— Start of DOCUMENT TEXT —
On the one hand it feels like bad timing; I know how long it can take to really get over a proper dose of flu and we’re setting off on our walk in less than four weeks time. On the other hand, better that he gets it now than in four weeks time.
Fingers crossed now that I don’t get it too.
(and yes, he is getting plentiful amounts of sympathy, he’s being excused from training walks and our planned outing this weekend is cancelled)
Maps and Moronity
Alan Sloman today made comment on the Muppetry of going walking across Scotland with only one set of maps between two. His comment has been heartily agreed with over at Blogpackinglight and in a couple of comments.
And so it has been brought to my attention that I am at best reckless and at worst negligent, for Husband and I have never gone out for a walk together carrying a map each. One of us carries the map and to date we have never lost each other. In fact, we have never even come close to losing each other on a walk and perhaps it’s for that reason that I’ve never considered it as a real possibility. Of course, stopping to think about the comments made, I do appreciate that it’s possible.
— End of DOCUMENT TEXT —
— Start of GIVEN RECORDS —
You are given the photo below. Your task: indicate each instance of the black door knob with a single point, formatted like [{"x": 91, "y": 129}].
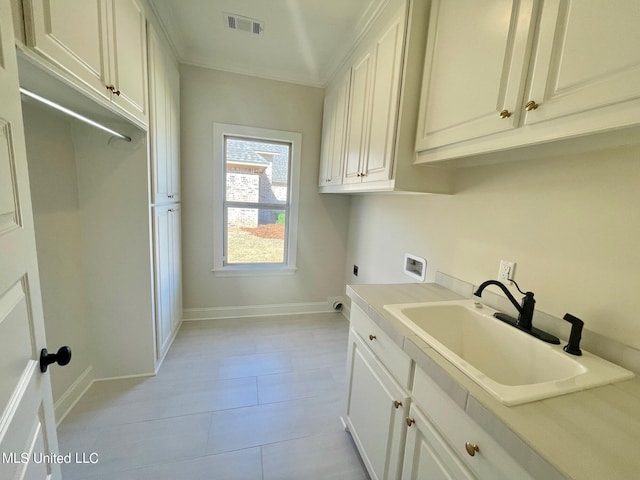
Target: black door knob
[{"x": 61, "y": 357}]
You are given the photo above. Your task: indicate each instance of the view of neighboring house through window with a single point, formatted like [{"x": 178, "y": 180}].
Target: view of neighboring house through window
[{"x": 257, "y": 211}]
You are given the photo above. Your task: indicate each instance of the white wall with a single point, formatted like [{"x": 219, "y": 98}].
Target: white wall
[
  {"x": 571, "y": 223},
  {"x": 91, "y": 216},
  {"x": 209, "y": 96},
  {"x": 58, "y": 227}
]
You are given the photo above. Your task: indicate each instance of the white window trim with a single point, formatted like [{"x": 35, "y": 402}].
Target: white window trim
[{"x": 220, "y": 130}]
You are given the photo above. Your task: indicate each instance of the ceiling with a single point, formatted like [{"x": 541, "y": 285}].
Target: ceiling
[{"x": 303, "y": 41}]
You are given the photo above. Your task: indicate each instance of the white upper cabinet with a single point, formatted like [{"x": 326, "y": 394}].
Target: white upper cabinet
[
  {"x": 99, "y": 45},
  {"x": 333, "y": 132},
  {"x": 507, "y": 74},
  {"x": 164, "y": 81},
  {"x": 475, "y": 68},
  {"x": 129, "y": 58},
  {"x": 587, "y": 57},
  {"x": 378, "y": 134},
  {"x": 373, "y": 119}
]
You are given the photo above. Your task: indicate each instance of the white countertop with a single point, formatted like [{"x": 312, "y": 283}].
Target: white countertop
[{"x": 592, "y": 434}]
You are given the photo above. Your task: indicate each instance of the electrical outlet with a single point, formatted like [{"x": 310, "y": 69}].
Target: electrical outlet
[{"x": 506, "y": 271}]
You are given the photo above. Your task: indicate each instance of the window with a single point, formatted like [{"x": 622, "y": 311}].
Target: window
[{"x": 255, "y": 200}]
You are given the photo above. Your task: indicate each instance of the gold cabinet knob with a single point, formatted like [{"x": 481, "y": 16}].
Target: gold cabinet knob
[
  {"x": 471, "y": 448},
  {"x": 113, "y": 89}
]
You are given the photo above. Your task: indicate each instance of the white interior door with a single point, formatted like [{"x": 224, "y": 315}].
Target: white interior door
[{"x": 27, "y": 427}]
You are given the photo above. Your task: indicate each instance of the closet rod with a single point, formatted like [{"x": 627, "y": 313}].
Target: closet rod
[{"x": 72, "y": 113}]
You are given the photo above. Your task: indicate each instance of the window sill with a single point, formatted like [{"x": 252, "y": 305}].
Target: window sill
[{"x": 253, "y": 271}]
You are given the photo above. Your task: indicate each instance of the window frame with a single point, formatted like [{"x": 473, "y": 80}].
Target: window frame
[{"x": 220, "y": 132}]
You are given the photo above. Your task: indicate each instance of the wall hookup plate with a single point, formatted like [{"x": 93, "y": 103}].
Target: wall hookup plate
[{"x": 415, "y": 267}]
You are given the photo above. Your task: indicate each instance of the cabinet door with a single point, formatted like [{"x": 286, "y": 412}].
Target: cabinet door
[
  {"x": 173, "y": 76},
  {"x": 385, "y": 90},
  {"x": 475, "y": 68},
  {"x": 129, "y": 58},
  {"x": 333, "y": 132},
  {"x": 376, "y": 407},
  {"x": 166, "y": 231},
  {"x": 72, "y": 34},
  {"x": 427, "y": 455},
  {"x": 356, "y": 141},
  {"x": 176, "y": 266},
  {"x": 165, "y": 123},
  {"x": 587, "y": 57}
]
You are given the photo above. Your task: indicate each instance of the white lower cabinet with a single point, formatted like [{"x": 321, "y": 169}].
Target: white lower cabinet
[
  {"x": 477, "y": 454},
  {"x": 427, "y": 455},
  {"x": 376, "y": 404},
  {"x": 168, "y": 285},
  {"x": 421, "y": 434},
  {"x": 376, "y": 411}
]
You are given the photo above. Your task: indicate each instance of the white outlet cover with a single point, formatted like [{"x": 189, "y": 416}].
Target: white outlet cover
[{"x": 415, "y": 267}]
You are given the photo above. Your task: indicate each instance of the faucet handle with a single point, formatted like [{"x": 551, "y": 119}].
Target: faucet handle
[{"x": 573, "y": 347}]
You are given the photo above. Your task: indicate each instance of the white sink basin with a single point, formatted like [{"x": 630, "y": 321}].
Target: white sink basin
[{"x": 511, "y": 365}]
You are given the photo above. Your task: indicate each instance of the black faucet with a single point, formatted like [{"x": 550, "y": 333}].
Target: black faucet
[
  {"x": 524, "y": 321},
  {"x": 573, "y": 347}
]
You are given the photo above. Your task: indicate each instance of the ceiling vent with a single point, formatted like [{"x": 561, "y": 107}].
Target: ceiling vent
[{"x": 243, "y": 24}]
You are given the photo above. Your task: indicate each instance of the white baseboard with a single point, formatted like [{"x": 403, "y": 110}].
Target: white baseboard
[
  {"x": 215, "y": 313},
  {"x": 173, "y": 337},
  {"x": 73, "y": 394}
]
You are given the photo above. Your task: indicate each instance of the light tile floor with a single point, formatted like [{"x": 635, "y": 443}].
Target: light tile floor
[{"x": 234, "y": 399}]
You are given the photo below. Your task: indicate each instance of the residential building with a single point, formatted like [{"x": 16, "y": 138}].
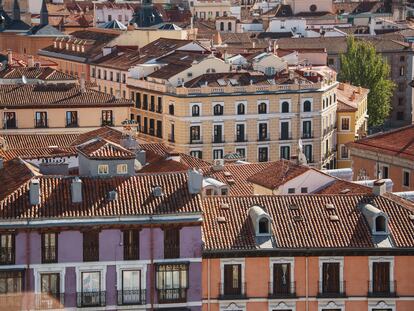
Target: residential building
[
  {"x": 307, "y": 252},
  {"x": 397, "y": 52},
  {"x": 222, "y": 112},
  {"x": 385, "y": 155},
  {"x": 112, "y": 242},
  {"x": 351, "y": 119}
]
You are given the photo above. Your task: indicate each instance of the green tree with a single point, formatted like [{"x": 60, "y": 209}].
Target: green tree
[{"x": 362, "y": 66}]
— End of GIVEN RECORDS —
TASK PROMPT
Rewrite the part of the blog post that begins with "On the one hand" and stops after "couple of comments.", putting "cold" in place of "flu".

EXERCISE OUTPUT
On the one hand it feels like bad timing; I know how long it can take to really get over a proper dose of cold and we’re setting off on our walk in less than four weeks time. On the other hand, better that he gets it now than in four weeks time.
Fingers crossed now that I don’t get it too.
(and yes, he is getting plentiful amounts of sympathy, he’s being excused from training walks and our planned outing this weekend is cancelled)
Maps and Moronity
Alan Sloman today made comment on the Muppetry of going walking across Scotland with only one set of maps between two. His comment has been heartily agreed with over at Blogpackinglight and in a couple of comments.